Copy out the entries word for word, starting at the very beginning and continuing through the line that contains "x=264, y=267". Leave the pictures out of your answer.

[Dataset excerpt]
....
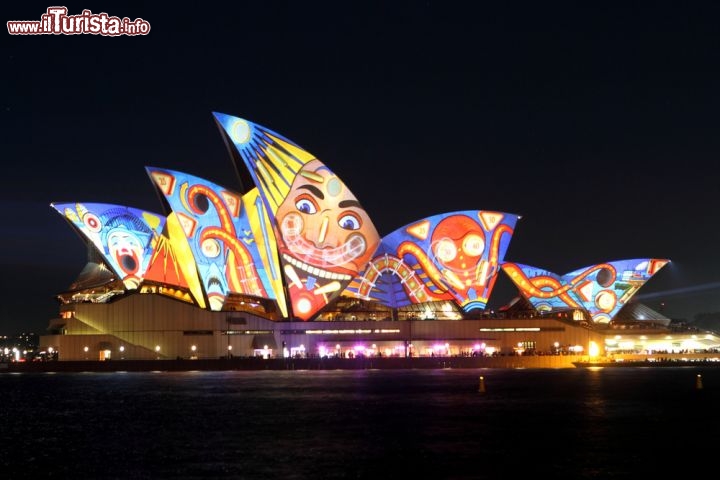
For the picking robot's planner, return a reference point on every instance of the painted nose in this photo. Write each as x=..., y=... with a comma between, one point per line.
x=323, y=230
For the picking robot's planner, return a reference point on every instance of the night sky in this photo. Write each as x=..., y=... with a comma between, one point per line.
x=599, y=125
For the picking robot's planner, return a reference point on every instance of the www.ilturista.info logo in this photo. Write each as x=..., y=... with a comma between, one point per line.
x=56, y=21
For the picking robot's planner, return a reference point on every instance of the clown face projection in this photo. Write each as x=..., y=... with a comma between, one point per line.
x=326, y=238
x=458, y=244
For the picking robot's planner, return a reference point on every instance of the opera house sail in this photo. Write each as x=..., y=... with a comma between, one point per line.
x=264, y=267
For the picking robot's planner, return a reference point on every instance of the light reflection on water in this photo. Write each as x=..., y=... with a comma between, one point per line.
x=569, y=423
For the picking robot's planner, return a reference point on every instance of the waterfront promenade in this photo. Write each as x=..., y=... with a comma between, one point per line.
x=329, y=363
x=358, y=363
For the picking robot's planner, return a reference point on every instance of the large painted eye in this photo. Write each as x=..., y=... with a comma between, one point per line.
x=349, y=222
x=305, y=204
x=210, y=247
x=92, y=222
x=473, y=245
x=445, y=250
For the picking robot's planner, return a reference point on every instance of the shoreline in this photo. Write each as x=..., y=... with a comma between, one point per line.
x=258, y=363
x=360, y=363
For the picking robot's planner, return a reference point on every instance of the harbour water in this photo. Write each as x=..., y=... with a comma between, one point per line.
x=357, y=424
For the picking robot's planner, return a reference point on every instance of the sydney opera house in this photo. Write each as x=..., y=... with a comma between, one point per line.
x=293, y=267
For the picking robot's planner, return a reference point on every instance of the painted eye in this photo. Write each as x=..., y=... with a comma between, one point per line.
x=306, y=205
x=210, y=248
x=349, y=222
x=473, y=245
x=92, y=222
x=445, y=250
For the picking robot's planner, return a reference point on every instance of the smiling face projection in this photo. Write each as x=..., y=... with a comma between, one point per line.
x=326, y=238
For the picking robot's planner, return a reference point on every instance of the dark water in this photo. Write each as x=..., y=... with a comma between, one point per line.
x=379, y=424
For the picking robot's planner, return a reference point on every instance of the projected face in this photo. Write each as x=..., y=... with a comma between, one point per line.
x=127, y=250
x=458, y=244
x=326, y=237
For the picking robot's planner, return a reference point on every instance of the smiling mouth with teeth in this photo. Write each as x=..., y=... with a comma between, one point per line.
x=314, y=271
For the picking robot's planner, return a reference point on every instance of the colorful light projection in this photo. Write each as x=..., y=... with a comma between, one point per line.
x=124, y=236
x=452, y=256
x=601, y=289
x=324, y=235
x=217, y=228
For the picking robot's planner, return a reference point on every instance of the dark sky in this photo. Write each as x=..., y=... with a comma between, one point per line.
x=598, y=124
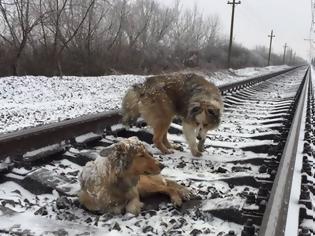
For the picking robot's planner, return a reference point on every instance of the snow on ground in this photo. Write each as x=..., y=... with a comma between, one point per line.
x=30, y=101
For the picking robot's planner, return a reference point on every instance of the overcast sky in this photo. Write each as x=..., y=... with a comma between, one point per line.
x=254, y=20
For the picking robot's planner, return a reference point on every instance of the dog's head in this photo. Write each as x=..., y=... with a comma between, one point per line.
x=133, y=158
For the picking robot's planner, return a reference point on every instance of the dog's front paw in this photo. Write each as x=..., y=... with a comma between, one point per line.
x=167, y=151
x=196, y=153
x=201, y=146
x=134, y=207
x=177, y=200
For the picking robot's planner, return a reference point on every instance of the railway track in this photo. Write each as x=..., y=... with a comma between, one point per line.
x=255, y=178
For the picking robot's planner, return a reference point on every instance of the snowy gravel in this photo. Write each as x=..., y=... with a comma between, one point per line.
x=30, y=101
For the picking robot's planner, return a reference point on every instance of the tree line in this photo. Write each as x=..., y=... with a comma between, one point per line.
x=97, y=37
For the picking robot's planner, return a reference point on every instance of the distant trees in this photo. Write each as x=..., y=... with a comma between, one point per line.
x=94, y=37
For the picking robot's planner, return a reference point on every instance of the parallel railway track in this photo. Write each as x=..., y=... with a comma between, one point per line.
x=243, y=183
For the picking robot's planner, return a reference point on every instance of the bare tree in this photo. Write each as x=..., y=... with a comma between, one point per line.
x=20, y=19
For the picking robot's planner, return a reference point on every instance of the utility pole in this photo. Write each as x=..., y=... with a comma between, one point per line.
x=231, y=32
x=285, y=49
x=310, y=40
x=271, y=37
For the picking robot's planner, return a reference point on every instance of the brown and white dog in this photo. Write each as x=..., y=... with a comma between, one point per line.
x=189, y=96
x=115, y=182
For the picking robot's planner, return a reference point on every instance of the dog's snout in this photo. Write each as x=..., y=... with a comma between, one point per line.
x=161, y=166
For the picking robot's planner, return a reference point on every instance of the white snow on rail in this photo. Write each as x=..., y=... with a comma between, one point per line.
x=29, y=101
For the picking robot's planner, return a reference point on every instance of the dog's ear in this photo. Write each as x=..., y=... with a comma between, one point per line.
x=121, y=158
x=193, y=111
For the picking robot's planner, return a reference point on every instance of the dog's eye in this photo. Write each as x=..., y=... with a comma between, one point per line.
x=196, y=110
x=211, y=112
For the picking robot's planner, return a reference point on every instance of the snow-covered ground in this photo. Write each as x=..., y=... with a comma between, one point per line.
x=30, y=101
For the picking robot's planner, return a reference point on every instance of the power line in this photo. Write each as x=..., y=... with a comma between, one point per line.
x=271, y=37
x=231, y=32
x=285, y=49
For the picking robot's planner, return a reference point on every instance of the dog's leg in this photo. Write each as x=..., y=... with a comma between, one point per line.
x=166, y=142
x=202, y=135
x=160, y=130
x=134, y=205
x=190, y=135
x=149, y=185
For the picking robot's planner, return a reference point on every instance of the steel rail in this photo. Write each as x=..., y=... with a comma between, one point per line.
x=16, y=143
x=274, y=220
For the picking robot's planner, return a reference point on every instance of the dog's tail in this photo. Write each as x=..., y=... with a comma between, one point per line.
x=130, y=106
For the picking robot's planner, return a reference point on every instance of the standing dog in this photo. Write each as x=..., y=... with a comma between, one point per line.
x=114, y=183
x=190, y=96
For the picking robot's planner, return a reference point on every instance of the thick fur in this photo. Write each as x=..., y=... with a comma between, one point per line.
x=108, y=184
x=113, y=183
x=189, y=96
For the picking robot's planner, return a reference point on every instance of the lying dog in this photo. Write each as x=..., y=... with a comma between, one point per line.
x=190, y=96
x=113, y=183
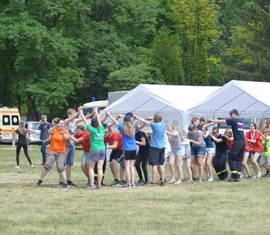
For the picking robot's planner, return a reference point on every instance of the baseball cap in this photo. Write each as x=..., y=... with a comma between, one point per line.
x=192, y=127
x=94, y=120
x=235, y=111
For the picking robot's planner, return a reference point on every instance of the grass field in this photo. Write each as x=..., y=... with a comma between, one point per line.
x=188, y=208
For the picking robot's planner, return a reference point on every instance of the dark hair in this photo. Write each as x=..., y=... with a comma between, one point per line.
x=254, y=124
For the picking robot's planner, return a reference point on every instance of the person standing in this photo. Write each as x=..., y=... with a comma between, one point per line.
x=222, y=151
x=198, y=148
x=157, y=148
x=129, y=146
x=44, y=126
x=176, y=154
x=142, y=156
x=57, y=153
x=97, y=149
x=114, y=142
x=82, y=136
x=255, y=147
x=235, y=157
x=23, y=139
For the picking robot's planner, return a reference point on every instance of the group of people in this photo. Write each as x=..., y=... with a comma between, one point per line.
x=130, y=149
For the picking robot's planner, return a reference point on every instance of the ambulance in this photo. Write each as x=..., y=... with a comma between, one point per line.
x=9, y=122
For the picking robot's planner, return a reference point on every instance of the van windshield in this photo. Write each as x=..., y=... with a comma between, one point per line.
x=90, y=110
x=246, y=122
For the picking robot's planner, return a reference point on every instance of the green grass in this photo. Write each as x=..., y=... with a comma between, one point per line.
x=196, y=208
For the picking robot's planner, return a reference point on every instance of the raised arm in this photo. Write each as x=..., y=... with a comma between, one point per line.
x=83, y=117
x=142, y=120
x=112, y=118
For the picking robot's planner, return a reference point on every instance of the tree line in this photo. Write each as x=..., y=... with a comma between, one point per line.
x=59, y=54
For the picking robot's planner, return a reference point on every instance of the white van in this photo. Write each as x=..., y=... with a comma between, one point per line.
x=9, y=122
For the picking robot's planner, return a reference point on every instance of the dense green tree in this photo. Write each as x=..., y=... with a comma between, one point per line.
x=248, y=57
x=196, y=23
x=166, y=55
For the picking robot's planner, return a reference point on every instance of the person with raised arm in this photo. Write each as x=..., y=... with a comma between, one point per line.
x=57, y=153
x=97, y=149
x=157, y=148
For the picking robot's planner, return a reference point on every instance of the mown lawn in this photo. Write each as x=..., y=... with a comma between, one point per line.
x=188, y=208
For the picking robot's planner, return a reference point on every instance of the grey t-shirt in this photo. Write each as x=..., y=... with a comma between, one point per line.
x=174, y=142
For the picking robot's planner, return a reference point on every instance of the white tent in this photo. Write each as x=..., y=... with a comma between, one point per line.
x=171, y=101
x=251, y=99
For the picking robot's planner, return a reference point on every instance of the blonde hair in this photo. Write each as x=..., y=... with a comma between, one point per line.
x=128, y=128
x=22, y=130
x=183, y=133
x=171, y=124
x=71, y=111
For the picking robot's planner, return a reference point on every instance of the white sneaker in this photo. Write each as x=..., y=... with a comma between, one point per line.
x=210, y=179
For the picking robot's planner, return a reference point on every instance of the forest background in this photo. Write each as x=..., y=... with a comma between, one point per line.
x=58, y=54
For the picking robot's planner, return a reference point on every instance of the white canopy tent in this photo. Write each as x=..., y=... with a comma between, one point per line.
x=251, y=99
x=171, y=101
....
● **TASK RESULT**
For the picking robot's planner, return a reference point on every instance of the painted nose in this photo. Write each as x=..., y=... with a comma between, one point per line.
x=323, y=230
For the picking robot's planner, return a reference point on every instance of the night sky in this photo. Write each as x=..., y=... with a comma between, one point per line.
x=599, y=125
For the picking robot's planner, return a reference point on every instance of the www.ilturista.info logo in this photo. Write each as x=..., y=... with a comma between, one point per line.
x=56, y=21
For the picking robot's planner, return a reference point on every instance of the clown face projection in this photo. Write each as x=..., y=... with a comma between, one point per line.
x=326, y=238
x=458, y=244
For the picking robot's planner, return a reference point on every instance of the opera house sail in this photo. Write each as x=..., y=... with a comma between, one point per line.
x=264, y=267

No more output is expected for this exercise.